● Instruction
Select and copy every line of the listing that contains the word "sleeve".

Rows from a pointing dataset

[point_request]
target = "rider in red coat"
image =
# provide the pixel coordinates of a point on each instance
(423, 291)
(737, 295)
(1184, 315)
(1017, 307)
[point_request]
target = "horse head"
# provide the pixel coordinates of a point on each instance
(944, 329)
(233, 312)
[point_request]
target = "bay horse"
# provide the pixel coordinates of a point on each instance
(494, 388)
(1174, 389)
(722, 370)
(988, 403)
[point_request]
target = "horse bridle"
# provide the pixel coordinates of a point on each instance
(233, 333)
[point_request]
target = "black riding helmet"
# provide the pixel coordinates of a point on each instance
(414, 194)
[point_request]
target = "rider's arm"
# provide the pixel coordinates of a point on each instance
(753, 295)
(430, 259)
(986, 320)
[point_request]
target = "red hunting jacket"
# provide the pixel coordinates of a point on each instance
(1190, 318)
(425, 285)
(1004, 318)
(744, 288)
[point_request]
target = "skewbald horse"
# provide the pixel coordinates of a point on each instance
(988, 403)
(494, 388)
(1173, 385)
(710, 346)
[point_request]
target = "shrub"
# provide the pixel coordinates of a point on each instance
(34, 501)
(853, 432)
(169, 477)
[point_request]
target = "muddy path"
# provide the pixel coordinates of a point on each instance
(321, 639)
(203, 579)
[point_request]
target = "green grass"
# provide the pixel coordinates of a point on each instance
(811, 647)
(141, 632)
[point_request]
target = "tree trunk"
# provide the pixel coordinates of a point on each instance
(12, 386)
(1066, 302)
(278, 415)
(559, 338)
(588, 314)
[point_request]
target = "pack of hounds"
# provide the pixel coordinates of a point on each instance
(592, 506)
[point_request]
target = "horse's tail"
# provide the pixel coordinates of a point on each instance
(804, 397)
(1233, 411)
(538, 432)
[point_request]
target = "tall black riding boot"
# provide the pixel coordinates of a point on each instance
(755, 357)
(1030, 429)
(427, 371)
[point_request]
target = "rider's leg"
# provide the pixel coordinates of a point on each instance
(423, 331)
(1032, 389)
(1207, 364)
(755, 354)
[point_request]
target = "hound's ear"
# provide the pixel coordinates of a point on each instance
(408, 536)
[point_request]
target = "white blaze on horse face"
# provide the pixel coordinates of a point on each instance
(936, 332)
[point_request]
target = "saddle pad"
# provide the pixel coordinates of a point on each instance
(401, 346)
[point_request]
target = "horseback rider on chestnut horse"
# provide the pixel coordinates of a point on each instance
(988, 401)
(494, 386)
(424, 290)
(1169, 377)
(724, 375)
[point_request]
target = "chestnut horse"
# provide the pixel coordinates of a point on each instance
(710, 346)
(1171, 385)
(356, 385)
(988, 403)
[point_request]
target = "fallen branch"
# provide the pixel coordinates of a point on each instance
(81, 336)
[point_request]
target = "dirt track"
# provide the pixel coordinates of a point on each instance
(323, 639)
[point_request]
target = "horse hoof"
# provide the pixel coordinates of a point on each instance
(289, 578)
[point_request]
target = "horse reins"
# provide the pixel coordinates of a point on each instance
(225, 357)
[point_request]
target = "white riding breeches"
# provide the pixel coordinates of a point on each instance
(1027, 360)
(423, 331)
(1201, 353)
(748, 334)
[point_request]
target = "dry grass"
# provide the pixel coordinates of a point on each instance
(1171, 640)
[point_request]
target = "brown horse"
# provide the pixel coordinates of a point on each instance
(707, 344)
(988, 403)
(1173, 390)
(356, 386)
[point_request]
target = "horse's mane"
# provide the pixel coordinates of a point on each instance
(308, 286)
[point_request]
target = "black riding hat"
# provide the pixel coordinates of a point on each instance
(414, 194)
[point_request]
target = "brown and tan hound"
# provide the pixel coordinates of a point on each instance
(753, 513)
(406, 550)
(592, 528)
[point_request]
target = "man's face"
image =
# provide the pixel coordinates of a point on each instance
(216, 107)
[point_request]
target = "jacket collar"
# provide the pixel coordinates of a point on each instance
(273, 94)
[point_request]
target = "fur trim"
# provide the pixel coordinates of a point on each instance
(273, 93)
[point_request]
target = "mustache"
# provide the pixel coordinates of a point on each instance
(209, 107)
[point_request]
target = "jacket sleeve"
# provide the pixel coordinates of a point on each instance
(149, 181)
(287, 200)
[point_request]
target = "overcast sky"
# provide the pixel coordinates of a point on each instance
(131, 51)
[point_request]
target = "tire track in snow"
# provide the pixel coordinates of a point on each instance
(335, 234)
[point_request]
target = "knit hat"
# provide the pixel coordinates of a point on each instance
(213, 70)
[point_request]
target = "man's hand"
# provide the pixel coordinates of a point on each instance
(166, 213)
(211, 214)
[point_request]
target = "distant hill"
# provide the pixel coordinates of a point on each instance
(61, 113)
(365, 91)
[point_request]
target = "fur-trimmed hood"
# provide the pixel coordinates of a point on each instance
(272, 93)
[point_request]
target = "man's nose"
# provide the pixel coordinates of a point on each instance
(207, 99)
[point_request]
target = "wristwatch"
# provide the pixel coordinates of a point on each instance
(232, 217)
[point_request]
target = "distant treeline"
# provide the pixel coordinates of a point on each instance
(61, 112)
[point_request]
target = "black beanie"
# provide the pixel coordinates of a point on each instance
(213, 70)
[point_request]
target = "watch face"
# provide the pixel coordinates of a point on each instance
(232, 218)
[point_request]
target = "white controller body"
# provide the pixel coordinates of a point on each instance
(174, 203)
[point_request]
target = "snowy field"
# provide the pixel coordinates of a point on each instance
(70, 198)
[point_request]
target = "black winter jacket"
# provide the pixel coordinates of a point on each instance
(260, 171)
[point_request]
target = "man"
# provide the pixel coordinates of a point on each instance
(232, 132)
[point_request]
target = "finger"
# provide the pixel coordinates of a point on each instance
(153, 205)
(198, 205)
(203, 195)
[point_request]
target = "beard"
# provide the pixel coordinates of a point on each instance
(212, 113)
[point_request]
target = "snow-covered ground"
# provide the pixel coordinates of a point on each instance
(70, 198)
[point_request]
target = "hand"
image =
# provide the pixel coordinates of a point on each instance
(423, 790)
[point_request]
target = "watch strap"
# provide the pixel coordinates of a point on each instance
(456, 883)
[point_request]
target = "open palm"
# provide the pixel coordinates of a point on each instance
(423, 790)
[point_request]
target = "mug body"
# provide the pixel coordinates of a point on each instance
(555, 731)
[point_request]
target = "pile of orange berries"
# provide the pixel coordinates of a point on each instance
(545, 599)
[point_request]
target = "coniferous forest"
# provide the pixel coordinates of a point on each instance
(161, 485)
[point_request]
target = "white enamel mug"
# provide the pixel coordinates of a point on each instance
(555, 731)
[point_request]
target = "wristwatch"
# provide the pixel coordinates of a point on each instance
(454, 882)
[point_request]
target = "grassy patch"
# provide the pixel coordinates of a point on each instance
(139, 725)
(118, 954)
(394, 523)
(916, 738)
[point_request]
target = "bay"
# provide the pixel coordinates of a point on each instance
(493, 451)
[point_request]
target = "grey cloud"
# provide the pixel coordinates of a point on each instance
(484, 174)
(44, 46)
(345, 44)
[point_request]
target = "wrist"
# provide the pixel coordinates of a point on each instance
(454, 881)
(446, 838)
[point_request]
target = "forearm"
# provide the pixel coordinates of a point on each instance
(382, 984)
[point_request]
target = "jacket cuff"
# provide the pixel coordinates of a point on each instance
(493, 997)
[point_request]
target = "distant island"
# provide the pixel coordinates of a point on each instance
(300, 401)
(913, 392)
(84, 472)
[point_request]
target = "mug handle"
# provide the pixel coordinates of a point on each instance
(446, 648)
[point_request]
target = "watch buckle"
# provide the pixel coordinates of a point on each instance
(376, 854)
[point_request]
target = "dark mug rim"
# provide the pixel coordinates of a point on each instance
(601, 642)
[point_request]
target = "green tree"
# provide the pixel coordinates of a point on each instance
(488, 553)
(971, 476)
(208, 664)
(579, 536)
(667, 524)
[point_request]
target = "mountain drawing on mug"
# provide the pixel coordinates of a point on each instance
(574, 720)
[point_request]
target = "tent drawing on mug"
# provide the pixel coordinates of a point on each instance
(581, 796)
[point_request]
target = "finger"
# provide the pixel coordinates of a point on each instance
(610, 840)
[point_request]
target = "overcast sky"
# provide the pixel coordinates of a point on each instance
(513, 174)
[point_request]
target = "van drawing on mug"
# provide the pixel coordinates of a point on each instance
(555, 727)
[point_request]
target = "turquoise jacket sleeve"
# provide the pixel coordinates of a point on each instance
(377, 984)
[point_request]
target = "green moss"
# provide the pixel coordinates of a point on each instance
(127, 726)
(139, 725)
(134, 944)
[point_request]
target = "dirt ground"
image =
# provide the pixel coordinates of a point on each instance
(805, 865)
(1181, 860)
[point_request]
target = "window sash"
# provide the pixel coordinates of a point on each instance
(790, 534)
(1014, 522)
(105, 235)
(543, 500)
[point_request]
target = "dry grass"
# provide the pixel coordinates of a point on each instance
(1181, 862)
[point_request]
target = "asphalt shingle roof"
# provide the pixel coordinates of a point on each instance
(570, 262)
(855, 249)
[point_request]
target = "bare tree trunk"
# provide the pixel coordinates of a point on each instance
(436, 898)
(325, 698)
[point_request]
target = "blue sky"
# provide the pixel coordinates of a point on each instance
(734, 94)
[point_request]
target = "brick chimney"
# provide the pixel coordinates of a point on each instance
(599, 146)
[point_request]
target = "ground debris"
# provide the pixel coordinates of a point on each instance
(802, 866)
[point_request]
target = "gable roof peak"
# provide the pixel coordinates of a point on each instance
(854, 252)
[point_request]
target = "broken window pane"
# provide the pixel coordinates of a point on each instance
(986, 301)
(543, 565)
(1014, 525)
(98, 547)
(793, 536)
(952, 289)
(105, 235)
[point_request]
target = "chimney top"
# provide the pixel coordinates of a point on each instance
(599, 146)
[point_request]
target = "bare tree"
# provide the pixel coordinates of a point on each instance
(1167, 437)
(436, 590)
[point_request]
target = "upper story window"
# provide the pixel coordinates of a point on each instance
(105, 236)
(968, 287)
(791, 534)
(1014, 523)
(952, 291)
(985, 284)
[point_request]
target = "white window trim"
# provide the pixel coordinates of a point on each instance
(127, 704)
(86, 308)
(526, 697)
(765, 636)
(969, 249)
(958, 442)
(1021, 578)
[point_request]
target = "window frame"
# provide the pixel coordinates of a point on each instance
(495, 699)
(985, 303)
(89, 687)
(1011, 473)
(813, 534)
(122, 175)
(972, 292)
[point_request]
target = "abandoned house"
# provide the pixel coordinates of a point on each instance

● Finished answer
target = "jacket sleeve"
target = "turquoise jacket sleeve"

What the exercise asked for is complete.